*TASK TO CARRY OUT*. Quote the lines of the records word for word, from the first line through the line that contains "holes: even-odd", including both.

Outline labeling records:
·····
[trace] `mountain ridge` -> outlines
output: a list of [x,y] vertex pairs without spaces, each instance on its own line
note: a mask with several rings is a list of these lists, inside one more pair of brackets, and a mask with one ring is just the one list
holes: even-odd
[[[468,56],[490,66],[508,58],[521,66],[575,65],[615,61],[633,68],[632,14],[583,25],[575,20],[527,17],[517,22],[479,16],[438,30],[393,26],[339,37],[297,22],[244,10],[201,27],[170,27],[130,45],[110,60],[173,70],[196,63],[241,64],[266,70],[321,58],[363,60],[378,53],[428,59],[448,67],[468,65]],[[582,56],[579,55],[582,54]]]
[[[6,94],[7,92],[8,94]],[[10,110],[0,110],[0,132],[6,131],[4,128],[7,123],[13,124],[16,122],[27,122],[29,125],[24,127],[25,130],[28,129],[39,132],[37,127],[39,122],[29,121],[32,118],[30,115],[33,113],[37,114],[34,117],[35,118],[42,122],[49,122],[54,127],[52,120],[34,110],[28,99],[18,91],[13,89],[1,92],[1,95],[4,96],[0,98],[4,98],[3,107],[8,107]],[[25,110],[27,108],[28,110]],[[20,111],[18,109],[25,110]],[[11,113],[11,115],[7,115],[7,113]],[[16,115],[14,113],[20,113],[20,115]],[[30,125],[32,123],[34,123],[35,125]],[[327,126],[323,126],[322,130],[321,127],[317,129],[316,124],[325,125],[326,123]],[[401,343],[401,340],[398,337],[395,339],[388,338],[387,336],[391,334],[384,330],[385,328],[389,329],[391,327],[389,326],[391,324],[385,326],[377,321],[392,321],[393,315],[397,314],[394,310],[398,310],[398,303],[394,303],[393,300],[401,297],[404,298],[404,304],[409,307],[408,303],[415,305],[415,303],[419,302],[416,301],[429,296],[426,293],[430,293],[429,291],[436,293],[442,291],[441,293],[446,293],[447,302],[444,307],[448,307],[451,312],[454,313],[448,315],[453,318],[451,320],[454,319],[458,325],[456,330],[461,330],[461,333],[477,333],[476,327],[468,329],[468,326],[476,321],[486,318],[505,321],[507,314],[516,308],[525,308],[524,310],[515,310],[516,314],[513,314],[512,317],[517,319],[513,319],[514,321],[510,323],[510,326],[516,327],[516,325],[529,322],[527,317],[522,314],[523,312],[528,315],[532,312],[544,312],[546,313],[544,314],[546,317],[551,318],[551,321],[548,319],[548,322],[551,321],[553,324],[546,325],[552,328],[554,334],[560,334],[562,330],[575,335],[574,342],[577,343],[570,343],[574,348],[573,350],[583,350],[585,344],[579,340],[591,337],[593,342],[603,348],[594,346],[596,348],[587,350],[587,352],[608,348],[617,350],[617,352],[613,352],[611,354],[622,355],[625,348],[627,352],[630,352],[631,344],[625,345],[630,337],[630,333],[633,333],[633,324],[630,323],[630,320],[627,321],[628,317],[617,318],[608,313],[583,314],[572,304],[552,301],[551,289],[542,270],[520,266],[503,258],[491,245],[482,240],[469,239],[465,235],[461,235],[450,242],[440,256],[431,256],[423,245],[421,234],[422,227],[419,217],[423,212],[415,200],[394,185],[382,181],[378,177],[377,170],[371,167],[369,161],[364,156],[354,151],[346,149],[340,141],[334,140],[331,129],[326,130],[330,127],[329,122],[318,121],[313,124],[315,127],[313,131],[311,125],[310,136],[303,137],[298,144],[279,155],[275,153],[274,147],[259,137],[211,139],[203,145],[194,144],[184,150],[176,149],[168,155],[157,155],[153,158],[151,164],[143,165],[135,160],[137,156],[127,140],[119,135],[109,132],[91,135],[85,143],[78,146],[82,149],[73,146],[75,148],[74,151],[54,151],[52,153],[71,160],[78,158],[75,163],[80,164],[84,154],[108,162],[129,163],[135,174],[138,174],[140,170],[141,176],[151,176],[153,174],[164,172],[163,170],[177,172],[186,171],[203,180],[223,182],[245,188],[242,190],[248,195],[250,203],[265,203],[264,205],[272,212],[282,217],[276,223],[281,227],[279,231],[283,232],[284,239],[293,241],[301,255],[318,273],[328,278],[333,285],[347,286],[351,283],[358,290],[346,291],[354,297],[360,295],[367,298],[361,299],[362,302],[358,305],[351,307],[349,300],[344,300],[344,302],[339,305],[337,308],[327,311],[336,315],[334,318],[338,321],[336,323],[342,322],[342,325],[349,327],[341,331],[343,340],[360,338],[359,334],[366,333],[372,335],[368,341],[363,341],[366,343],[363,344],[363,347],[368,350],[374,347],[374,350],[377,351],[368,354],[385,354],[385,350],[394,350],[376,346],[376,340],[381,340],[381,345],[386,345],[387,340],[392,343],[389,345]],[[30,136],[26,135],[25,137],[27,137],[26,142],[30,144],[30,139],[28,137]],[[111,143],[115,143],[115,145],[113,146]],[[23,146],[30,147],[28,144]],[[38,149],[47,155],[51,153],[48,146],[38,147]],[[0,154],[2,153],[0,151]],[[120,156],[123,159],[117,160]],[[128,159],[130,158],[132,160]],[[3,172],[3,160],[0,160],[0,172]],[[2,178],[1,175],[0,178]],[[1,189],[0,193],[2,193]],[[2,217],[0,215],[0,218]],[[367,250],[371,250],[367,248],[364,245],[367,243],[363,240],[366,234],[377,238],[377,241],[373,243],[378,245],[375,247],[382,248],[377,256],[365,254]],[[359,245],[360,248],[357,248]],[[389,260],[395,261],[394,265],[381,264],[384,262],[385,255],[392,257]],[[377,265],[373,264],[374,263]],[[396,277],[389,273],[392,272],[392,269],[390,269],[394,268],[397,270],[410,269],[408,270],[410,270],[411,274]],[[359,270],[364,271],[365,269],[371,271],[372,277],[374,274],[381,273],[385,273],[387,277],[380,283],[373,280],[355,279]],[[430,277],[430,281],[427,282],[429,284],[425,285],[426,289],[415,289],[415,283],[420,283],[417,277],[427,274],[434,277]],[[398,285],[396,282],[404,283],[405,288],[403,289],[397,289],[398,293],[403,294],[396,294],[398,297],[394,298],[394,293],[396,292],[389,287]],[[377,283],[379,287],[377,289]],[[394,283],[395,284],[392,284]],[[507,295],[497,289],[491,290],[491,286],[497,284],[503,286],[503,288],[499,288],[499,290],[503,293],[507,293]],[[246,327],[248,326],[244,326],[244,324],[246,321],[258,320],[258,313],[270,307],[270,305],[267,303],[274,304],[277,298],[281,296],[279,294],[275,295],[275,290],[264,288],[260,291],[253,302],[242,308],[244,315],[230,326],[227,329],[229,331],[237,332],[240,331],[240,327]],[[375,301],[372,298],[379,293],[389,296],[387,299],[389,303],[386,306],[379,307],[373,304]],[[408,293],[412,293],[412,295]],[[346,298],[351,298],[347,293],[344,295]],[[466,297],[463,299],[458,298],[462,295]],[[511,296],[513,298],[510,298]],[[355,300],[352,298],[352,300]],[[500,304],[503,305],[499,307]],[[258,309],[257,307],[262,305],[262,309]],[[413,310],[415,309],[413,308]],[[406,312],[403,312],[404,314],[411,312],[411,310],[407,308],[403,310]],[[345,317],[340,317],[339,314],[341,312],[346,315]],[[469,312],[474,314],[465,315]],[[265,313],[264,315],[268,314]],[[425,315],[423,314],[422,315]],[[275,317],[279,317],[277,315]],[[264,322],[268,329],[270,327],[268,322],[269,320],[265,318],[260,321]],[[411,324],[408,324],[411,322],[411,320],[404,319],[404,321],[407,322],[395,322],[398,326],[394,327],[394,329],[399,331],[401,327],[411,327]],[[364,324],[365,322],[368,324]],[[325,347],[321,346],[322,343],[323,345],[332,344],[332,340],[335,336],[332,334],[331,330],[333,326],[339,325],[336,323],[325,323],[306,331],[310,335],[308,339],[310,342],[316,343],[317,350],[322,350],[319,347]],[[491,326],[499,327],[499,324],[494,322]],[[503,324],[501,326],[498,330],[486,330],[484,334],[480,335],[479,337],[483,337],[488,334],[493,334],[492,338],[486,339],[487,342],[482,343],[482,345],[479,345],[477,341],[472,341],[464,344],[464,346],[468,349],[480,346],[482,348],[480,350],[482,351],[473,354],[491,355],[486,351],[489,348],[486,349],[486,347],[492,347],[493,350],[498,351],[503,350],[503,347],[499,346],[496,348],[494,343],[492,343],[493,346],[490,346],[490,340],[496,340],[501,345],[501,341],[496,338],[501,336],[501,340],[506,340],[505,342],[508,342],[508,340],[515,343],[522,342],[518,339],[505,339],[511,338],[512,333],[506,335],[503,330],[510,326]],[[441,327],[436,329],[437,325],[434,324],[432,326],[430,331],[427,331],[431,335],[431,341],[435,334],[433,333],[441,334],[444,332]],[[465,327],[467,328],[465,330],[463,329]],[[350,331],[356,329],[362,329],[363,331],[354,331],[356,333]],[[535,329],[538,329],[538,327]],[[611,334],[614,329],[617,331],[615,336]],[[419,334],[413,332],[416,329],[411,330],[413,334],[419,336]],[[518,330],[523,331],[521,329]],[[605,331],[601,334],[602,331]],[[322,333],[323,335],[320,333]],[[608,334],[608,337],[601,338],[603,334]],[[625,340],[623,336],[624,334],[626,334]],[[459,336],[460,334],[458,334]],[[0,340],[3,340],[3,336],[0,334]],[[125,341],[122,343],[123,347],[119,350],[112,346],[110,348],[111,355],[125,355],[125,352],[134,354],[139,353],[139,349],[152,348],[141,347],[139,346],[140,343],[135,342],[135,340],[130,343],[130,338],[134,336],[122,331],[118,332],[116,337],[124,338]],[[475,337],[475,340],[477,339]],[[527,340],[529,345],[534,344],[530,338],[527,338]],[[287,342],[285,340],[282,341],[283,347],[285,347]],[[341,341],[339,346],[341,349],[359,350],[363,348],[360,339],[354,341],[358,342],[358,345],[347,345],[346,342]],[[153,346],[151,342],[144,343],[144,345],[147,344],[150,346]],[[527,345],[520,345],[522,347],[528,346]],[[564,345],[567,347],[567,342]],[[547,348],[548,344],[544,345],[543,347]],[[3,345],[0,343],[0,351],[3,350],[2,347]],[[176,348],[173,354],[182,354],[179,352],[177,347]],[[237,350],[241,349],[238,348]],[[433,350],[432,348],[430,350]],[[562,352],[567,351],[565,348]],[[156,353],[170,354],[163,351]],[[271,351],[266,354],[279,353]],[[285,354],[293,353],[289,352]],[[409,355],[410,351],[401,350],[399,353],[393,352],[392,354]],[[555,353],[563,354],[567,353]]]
·····
*FINISHED TASK*.
[trace] `mountain ridge` -> outlines
output: a list of [x,y] vertex pairs without spaces, each instance on its own line
note: a mask with several rings is a list of these lists, inside one more pair of brackets, and a mask with one ring is just the one list
holes: even-odd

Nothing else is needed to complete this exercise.